→ **REQUIREMENTS**:
Locate every line in the records below that contains the string "column", matching case exactly, and copy each of those lines.

Pointing dataset records:
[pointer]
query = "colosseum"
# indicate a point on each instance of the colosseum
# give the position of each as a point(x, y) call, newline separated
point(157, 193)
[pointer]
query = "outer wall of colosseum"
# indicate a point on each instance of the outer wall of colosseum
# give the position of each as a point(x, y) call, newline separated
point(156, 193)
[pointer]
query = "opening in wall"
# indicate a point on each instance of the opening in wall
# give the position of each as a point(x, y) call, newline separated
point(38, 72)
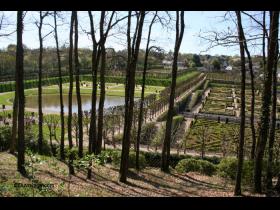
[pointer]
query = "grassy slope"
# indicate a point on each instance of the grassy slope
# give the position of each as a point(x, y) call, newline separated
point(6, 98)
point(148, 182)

---

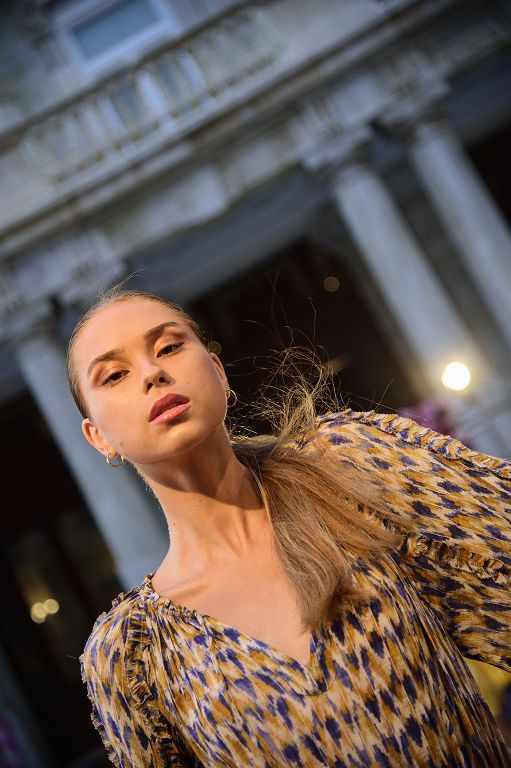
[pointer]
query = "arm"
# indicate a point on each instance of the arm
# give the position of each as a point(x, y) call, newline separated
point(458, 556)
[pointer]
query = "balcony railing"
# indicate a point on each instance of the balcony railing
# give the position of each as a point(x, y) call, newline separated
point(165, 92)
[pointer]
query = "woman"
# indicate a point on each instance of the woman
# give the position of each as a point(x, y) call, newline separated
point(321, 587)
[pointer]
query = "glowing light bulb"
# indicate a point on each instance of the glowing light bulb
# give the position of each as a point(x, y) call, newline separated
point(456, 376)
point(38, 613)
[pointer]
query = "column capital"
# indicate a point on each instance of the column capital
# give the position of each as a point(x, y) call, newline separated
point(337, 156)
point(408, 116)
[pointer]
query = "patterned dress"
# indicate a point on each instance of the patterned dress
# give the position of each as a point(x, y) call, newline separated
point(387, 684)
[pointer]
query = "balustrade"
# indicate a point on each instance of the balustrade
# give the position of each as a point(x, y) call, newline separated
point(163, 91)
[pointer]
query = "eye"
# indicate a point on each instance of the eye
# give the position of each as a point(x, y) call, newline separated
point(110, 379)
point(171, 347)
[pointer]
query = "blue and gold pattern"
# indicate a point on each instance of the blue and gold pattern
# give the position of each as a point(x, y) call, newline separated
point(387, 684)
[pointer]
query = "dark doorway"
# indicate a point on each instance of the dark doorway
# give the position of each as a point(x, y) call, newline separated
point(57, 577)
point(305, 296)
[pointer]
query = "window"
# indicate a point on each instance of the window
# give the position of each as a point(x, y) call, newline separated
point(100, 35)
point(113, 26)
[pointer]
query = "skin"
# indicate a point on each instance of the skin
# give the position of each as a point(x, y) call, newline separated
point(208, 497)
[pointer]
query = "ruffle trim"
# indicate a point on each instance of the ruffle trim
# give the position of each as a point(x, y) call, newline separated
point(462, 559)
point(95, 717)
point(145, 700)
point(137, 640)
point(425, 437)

...

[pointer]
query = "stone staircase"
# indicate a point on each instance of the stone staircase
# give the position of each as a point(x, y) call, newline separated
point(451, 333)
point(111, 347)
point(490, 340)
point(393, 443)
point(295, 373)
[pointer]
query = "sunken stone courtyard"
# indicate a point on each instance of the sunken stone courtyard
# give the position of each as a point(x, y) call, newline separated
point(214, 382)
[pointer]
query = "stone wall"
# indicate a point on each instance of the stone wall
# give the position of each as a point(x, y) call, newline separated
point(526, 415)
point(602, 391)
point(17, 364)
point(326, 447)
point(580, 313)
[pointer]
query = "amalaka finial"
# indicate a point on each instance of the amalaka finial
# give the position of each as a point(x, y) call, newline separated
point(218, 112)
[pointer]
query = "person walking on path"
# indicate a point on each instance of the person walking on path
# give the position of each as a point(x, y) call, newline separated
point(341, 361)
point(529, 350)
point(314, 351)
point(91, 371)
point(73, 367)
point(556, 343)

→ **SOLUTION TO THIS PROBLEM**:
query = "column capital"
# indicate a point on each instance of the column capital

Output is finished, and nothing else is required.